SÉRIE D'EXERCICES:
(A) Selon l'entretien avec Nicole Notat, vers quelle idée la CFDT refuse-t-elle de glisser ?
(B) Poursuivez l'entretien avec Nicole Notat après sa dernière réponse.

TEXTE À LIRE:
++++
Libération : N’existe-t-il pas un contentieux personnel entre vous et AC !, depuis l’invasion du siège de la CFDT en juin 1996 ?
Nicole Notat : « Ce genre de pratique n’existe dans aucun autre pays européen. L’Unedic, sa présidente, et la secrétaire générale de la CFDT seraient responsables du chômage en France ? Mais quelle arrière-pensée y a-t-il derrière tout ça ? Les ultralibéraux ont de beaux jours devant eux, avec des associations comme ça. »
Libération : Vous ne les recevrez pas ?
Nicole Notat : « En tant que quoi ? »
Libération : Comme association de chômeurs…
Nicole Notat : « Nous rencontrons demain Maurice Pagat (fondateur en 1982 du premier « syndicat des chômeurs », aujourd’hui en retrait, ndlr). Nous avons des relations avec ATD-quart monde, la Fnars et d’autres associations de lutte contre l’exclusion. Nous ne prétendons pas avoir le monopole de la représentation des chômeurs. Mais nous ne laisserons pas à des gens, dont la représentativité dans le milieu des chômeurs reste à prouver, le monopole de l’expression du désarroi des exclus. »
Libération : Martine Aubry, elle, les reçoit dans le cadre de la préparation de la loi contre l’exclusion.
Nicole Notat : « C’est une question préoccupante et dont j’aurai à rappeler l’importance de mes discussions avec le gouvernement, et notamment avec le premier ministre. »
Libération : Le chômage de longue durée ne cesse d’augmenter. Cela pose la question d’un revenu minimum…
Nicole Notat : « C’est très délicat. La question de fond n’est pas celle des personnes encore indemnisées, même s’il faut toujours l’améliorer. Mais celles des gens qui basculent dans le chômage de longue durée et donc dans le sentiment de déclassement. La CFDT se refuse à glisser, progressivement mais dangereusement, vers l’idée d’un revenu universel garanti. Elle revient, en fait, à accepter que notre société soit coupée en deux. Une partie qui aurait droit, plus ou moins facilement, à la reconnaissance par l’activité, et puis une autre, à qui l’on donnerait simplement un peu d’argent pour subvenir aux besoins vitaux : manger, se loger, se nourrir. Notre part du sous-développement, en somme. Il faut prévenir les situations de chômage de longue durée. J’espère que la loi en préparation sur l’exclusion nous en donnera les moyens. »
++++
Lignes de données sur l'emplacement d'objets
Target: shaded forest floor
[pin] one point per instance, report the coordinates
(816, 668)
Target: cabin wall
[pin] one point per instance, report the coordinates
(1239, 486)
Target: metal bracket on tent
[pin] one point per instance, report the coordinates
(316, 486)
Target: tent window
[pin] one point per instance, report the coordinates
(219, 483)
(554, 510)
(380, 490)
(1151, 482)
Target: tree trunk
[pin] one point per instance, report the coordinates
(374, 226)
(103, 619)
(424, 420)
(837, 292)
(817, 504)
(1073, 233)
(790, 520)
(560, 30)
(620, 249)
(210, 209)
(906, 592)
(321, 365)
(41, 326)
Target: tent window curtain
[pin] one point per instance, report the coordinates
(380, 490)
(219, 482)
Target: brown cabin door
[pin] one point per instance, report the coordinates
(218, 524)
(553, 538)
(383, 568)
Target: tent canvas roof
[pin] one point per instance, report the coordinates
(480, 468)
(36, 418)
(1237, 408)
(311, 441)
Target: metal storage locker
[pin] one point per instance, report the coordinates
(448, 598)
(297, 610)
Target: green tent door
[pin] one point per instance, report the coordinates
++++
RÉPONSES:
(A) Vers l'idée d'un revenu universel garanti.

(B)
Libération : A propos de moyens, Martine Aubry vient d’apporter 500 millions de francs à l’Unedic au titre de l’allocation formation-reclassement (AFR)…
Nicole Notat : « Je suis ravie que la ministre de l’Emploi apporte satisfaction à une demande que l’Unedic lui a présentée depuis juillet ! Cela nous permettra d’aller sous de meilleurs auspices, mercredi, à des négociations qui ont justement pour objet l’AFR. »
Libération : Ne regrettez-vous pas d’avoir, fin 96, accepté que les cotisations employeurs et salariés soient abaissés ?
Nicole Notat : « En 1996, nous avons négocié avec 13 milliards de francs d’excédent sur la table. Le patronat voulait supprimer l’Arpe (préretraite contre embauche, ndlr), les fonds sociaux, il ne voulait entendre parler de rien d’autre que la restitution de l’excédent aux cotisants de l’Unedic. Nous avons obtenu qu’on atténue la dégressivité, l’augmentation de 300 F de l’allocation unique dégressive (AUD) plancher, la sauvegarde et l’amplification de l’Arpe, le règlement du problème des chômeurs ayant plus de quarante années de cotisations et la réforme des fonds sociaux. Le patronat a accepté à condition qu’une partie de l’excédent soit restituée sous forme de baisses des cotisations. Nous aurions préféré utiliser cet argent à d’autres fins… »
Libération : Pour les fonds sociaux ?
Nicole Notat : « Davantage pour le mettre au service du développement des politiques actives. Par exemple pour développer le système préretraite contre embauche, pour mettre en œuvre la cessation progressive d’activité en fin de carrière. A la CFDT, nous irons toujours dans un juste équilibre entre l’amélioration des indemnités et le financement de mesures qui amènent des gens privés d’emplois à trouver du travail. Aujourd’hui, plus de 100 000 personnes sont entrées dans un emploi grâce aux mesures actives de l’Unedic. Ce n’est pas négligeable. »
Libération : Comment expliquez-vous que la réforme des fonds sociaux soit si critiquée ?
Nicole Notat : « C’est une mauvaise controverse. Les fonds sociaux n’ont été ni supprimés, ni diminués en 1996, 1,2 milliards de francs ont été dépensés ; en 1997, ce sera 1,6 milliard. Le but de la réforme était et reste de réorienter les aides matérielles sur des personnes confrontées à des besoins vitaux en coordination avec d’autres pour les loyers, les factures d’électricité et d’eau. Ce qui se passe en ce moment démontre que, pour faire face aux problèmes des plus démunis, il faut une coordination de toutes les institutions qui distribuent des aides sociales de manière éparse. L’idée induite par la réforme des Assedic, c’est celle-là. Une mobilisation concertée pour moins d’aides fragmentées.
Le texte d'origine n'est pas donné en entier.